» AIM OF THE EXERCISE
Locate the line bearing "the orange tabby" in the material below, then reproduce it and each following line up to and including the line bearing "the cat's mouth".

» LISTED RECORDS
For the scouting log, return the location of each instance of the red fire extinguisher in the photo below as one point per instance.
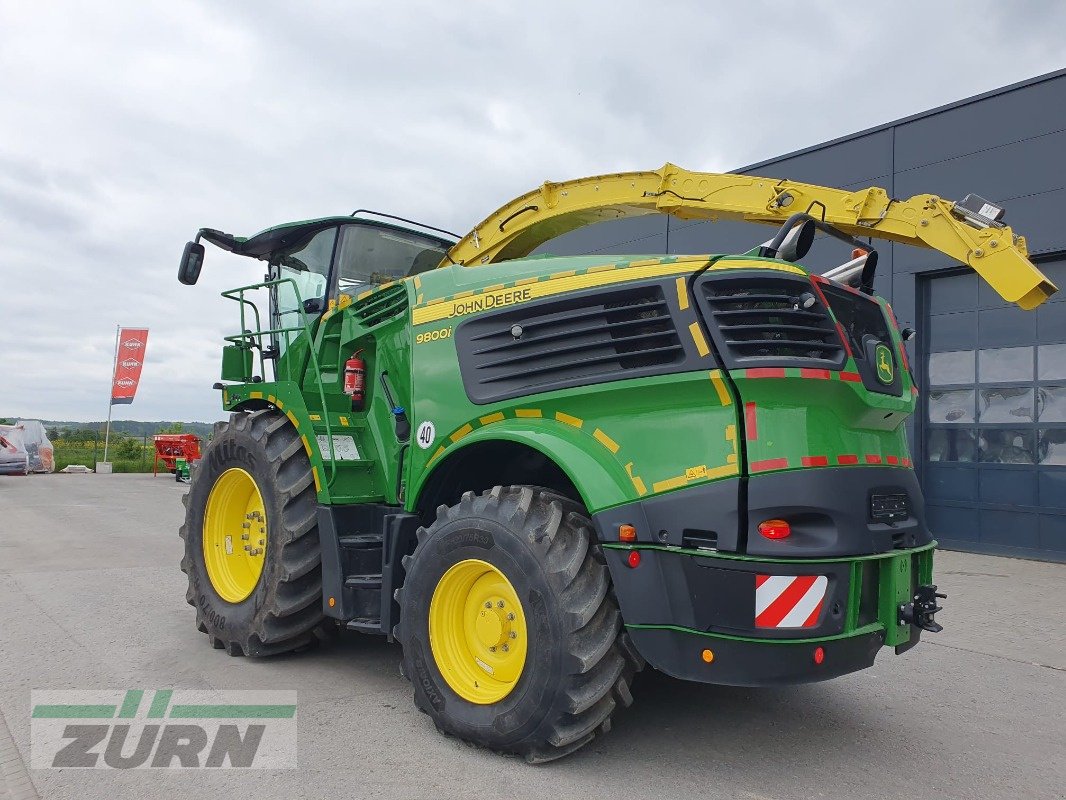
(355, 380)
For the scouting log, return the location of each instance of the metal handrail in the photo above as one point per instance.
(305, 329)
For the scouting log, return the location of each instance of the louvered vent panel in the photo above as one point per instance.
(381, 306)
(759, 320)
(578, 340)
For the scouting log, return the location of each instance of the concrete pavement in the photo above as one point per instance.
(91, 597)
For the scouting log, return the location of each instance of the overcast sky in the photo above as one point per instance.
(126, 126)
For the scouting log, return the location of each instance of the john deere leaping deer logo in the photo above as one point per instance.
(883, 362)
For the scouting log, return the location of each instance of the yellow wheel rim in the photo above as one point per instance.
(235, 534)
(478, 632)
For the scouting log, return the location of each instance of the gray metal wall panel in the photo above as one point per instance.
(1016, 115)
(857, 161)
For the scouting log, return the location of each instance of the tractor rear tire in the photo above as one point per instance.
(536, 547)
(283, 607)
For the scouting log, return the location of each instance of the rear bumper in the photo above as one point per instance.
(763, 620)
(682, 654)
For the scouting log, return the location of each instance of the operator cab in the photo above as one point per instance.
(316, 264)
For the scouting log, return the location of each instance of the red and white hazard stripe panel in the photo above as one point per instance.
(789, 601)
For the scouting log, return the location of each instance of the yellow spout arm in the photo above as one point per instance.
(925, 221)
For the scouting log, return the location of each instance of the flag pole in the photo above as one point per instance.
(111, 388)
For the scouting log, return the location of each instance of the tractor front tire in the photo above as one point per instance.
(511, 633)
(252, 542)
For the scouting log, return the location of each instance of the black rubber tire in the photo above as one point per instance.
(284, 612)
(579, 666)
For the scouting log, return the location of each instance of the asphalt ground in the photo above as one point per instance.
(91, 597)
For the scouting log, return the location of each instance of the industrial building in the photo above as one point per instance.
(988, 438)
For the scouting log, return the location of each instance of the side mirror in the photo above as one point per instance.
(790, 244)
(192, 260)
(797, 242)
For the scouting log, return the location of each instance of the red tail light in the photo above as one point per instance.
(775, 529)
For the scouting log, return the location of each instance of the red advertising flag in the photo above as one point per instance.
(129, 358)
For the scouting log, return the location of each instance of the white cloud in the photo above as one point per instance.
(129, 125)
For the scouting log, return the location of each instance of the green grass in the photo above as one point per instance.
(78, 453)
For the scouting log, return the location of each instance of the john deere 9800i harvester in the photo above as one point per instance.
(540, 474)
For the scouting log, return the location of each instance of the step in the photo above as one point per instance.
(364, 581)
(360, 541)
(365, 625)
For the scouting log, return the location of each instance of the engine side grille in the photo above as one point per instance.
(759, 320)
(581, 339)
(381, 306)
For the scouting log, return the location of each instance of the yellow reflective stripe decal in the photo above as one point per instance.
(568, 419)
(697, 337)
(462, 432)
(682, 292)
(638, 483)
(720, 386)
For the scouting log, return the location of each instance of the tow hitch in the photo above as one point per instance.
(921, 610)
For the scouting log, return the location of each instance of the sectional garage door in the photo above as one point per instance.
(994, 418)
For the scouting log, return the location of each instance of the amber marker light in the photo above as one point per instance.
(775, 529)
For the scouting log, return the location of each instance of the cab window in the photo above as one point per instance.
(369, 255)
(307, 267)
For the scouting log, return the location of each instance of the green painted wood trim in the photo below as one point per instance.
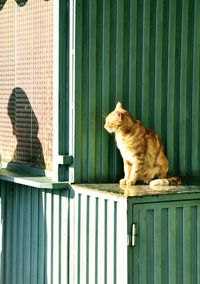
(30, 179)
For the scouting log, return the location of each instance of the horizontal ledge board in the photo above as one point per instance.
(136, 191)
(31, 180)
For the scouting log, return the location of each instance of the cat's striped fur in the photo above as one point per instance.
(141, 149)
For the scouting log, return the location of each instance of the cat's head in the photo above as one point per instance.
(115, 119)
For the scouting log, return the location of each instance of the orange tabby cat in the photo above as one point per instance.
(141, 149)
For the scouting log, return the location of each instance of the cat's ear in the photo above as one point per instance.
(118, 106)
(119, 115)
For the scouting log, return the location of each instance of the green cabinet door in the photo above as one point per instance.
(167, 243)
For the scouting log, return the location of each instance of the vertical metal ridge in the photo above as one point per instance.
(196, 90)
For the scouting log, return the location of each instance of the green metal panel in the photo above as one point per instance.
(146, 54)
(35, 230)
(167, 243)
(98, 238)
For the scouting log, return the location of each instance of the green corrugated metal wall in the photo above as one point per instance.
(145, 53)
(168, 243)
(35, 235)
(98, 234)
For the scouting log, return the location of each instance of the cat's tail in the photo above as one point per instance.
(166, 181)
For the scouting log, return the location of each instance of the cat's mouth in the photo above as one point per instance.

* * *

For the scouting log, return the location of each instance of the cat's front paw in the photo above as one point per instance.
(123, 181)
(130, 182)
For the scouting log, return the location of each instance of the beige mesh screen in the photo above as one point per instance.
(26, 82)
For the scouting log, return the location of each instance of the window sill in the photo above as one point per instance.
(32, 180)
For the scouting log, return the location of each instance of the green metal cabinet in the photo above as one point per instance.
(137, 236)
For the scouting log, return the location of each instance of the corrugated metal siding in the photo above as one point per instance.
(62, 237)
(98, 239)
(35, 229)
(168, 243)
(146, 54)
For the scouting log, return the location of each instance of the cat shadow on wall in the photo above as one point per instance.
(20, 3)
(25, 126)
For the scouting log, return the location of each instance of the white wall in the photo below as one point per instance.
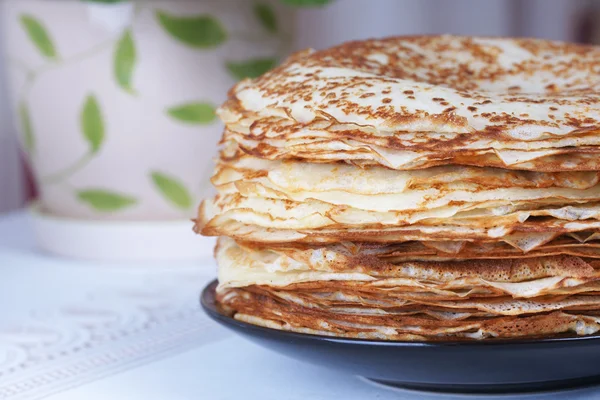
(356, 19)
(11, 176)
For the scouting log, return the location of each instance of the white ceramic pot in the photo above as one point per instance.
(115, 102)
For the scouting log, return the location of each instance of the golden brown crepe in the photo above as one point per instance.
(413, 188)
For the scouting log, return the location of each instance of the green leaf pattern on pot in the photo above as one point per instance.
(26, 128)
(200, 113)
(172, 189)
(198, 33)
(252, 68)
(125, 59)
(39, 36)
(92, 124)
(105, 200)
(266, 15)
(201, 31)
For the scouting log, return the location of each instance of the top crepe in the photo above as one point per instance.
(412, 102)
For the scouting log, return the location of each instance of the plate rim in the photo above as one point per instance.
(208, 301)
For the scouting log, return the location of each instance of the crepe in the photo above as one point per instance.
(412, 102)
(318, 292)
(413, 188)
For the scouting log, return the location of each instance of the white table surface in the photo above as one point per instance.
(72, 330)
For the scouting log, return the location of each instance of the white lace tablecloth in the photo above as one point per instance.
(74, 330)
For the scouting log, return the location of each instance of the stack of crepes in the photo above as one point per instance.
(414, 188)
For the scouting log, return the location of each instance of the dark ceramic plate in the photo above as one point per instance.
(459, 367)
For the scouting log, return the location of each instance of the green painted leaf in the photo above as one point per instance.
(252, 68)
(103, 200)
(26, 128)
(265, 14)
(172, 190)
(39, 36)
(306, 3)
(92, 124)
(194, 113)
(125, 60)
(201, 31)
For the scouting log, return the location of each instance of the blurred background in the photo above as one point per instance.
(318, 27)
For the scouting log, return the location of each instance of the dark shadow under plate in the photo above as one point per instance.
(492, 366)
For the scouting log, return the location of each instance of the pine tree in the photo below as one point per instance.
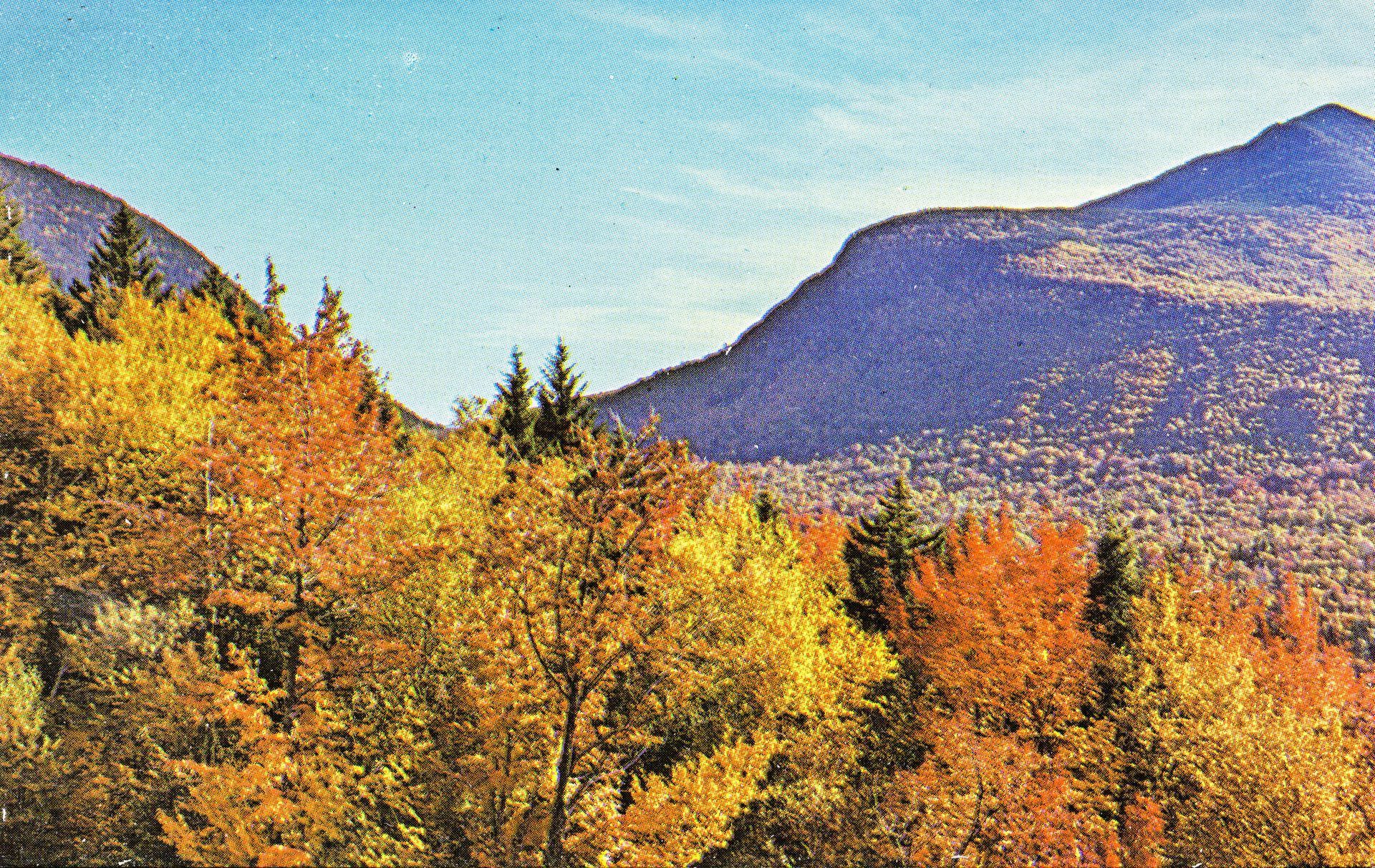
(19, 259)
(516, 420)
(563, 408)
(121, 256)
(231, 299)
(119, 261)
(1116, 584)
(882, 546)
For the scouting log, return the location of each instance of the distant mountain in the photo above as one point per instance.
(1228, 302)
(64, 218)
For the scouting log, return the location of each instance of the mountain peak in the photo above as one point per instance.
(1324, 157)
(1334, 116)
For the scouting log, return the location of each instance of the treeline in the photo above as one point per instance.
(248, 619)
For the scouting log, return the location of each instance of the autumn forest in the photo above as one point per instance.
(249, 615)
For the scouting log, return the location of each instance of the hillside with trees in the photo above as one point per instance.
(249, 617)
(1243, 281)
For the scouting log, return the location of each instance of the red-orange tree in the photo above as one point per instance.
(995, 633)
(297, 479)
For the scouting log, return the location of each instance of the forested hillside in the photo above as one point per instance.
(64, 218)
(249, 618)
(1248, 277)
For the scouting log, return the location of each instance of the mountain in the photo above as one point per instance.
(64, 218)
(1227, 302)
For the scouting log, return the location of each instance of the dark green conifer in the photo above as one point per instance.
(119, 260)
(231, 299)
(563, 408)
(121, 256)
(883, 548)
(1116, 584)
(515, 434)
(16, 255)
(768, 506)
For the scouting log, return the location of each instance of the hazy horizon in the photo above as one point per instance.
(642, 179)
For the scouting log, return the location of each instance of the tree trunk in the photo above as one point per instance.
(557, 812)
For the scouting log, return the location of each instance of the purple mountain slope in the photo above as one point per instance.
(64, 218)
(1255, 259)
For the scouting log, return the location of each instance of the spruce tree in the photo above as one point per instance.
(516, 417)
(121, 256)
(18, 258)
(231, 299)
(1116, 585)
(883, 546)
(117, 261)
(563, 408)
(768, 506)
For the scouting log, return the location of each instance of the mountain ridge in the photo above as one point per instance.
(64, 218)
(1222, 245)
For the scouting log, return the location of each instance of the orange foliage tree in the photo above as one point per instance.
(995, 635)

» TASK OUTPUT
For the scouting log, return the location of each instance of the orange tabby cat in the photo above as one point per instance.
(141, 149)
For the scouting log, return the location of each instance of the cat's ear in the photo above as one point per instance.
(118, 106)
(119, 115)
For the scouting log, return the location of each instance of the green cabinet door in the photo above as one point per instance.
(167, 243)
For the scouting log, return the location of each instance of the vertical metal ridge in the photo above as one point per instance.
(196, 90)
For the scouting log, return the location of each instance of the green metal panel in the photo above as one point per instance.
(146, 54)
(35, 230)
(167, 243)
(98, 238)
For the scouting log, return the location of each instance of the green corrugated metal wall in the photo above as one point per instance.
(145, 53)
(168, 243)
(35, 235)
(98, 234)
For the scouting log, return the location of each instance of the cat's tail in the photo above as one point per instance.
(166, 181)
For the scouting log, return the location of each instance of the cat's mouth in the photo above as one point per instance.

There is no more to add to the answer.